**EXERCISE**
Lay out the lines as a numbered list, starting at the line containing "Target: textured yellow stalk" and ending at the last line of the data, and leave out any blank lines.

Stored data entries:
::::::

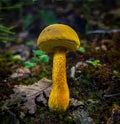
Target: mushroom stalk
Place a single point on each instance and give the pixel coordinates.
(59, 96)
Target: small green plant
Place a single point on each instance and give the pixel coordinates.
(39, 57)
(5, 33)
(95, 63)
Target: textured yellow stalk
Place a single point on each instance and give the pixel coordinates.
(59, 96)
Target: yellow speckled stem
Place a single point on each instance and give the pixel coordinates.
(59, 96)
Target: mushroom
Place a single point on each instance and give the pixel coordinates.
(58, 38)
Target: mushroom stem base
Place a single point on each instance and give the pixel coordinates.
(59, 96)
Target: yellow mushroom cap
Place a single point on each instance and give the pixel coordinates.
(58, 35)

::::::

**TASK OUTPUT**
1. Target: textured yellow stalk
2. Place a single point on each instance and give the pixel coordinates.
3. (59, 96)
4. Target: yellow speckled stem
5. Place a single point on each instance and give the pixel coordinates.
6. (59, 96)
7. Target: mushroom
8. Place a single point on each instance and give the pixel coordinates.
9. (58, 38)
10. Target: mushroom stem base
11. Place a single point on each instance and give the pixel coordinates.
12. (59, 96)
13. Target: yellow mushroom cap
14. Place a single point on each instance and give the pixel coordinates.
15. (58, 35)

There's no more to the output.